* [Task description]:
What is the number of lines in the material below that include the word "small"? Write that number and nothing more.

* [Extracted material]:
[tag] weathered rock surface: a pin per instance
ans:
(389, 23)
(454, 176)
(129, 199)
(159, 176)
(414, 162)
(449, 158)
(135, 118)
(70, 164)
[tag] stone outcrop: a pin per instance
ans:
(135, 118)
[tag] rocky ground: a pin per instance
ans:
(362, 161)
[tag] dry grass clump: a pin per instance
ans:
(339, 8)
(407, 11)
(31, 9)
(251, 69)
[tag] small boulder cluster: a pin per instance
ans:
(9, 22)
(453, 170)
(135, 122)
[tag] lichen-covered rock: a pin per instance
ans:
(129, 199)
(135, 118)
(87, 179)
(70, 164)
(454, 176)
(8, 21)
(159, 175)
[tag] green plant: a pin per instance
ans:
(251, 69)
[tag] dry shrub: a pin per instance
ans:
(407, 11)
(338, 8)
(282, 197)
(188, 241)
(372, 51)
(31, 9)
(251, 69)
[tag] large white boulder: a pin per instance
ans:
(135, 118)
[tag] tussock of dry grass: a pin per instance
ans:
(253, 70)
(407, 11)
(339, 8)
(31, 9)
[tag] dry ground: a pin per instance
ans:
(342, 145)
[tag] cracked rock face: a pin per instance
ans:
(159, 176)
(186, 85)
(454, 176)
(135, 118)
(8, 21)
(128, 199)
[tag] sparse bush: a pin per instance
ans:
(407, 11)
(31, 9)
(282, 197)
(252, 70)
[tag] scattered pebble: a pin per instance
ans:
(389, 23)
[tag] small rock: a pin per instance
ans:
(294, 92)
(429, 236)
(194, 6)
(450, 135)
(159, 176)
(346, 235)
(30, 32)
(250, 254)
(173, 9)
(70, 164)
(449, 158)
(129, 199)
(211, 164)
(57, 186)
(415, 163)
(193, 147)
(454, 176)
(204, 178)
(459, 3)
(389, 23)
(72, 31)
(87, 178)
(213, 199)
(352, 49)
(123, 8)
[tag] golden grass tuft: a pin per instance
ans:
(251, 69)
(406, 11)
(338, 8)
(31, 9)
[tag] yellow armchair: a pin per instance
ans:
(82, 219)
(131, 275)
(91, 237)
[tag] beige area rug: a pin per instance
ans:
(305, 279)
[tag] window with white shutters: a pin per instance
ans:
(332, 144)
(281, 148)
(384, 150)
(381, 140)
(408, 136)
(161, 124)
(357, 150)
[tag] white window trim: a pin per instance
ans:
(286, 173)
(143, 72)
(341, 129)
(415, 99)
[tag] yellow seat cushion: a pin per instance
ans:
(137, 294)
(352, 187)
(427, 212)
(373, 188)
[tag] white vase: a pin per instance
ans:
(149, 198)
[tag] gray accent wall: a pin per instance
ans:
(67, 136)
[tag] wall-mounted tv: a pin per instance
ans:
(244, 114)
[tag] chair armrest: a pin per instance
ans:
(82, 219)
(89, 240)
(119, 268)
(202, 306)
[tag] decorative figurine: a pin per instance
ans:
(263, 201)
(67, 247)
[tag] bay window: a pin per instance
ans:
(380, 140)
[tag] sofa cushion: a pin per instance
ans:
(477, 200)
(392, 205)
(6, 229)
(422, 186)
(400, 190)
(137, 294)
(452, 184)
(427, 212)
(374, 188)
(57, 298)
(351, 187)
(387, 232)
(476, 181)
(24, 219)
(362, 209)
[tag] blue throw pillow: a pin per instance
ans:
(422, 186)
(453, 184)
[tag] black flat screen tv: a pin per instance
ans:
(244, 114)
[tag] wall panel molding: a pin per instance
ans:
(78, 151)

* [Exercise solution]:
2